Task inputs>
※ ※ ※
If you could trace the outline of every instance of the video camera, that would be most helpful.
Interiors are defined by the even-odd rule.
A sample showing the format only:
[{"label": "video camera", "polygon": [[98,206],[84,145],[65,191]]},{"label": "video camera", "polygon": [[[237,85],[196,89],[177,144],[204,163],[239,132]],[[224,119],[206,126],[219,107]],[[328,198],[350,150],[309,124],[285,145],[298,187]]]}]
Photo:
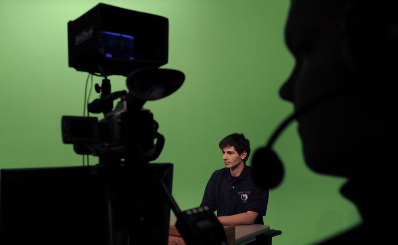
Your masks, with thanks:
[{"label": "video camera", "polygon": [[[140,235],[147,244],[167,244],[171,208],[187,244],[226,245],[212,212],[179,209],[171,195],[172,165],[147,164],[159,155],[165,139],[142,106],[172,94],[185,79],[181,72],[159,68],[168,62],[168,19],[100,3],[69,22],[68,29],[69,66],[104,77],[95,86],[100,97],[87,108],[104,118],[63,116],[62,133],[64,143],[73,144],[77,153],[99,157],[89,172],[105,200],[107,244],[132,244],[132,236]],[[128,91],[111,93],[111,74],[126,76]],[[152,193],[142,190],[149,181]],[[140,196],[156,199],[154,206]]]},{"label": "video camera", "polygon": [[[63,116],[64,143],[74,144],[78,154],[99,156],[103,163],[128,161],[132,154],[144,162],[157,158],[164,138],[142,106],[172,94],[185,78],[181,72],[158,68],[168,62],[168,29],[165,17],[102,3],[68,23],[69,66],[104,77],[95,87],[101,97],[87,109],[104,118]],[[129,92],[111,93],[111,74],[127,76]]]}]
※ ※ ※
Problem description> Render every line of the entries above as a numbered list, skipping blank lines and omitting the pictures.

Written answer>
1. If you could trace the outline of every instance of the video camera, that would be most helpful.
2. Interiors are defined by the even-odd rule.
3. A sample showing the format only:
4. [{"label": "video camera", "polygon": [[98,206],[84,145],[65,191]]},{"label": "video camera", "polygon": [[[237,85],[196,89],[177,144],[204,163],[239,132]],[[224,119],[206,126],[219,107]],[[328,198],[350,150],[309,124],[285,145],[298,187]]]}]
5. Photo:
6. Your masks, with thanks:
7. [{"label": "video camera", "polygon": [[[140,235],[147,244],[167,244],[171,208],[187,244],[226,245],[212,212],[179,209],[171,195],[172,165],[147,164],[159,155],[165,139],[142,106],[172,94],[185,79],[181,72],[159,68],[168,62],[168,19],[100,3],[69,22],[68,29],[69,66],[104,77],[95,86],[100,97],[87,108],[104,118],[63,116],[62,133],[64,143],[73,144],[77,153],[99,157],[89,172],[105,200],[107,244],[132,244],[132,236]],[[128,91],[111,93],[111,74],[126,76]],[[152,193],[142,190],[149,181]],[[140,196],[156,199],[154,206]]]},{"label": "video camera", "polygon": [[[63,116],[64,143],[74,144],[78,154],[99,156],[103,163],[128,161],[132,154],[144,162],[157,158],[164,138],[142,106],[172,94],[185,78],[181,72],[158,68],[168,62],[168,29],[165,17],[102,3],[68,23],[69,66],[104,77],[95,87],[101,97],[87,109],[104,118]],[[129,92],[111,93],[111,74],[127,76]]]}]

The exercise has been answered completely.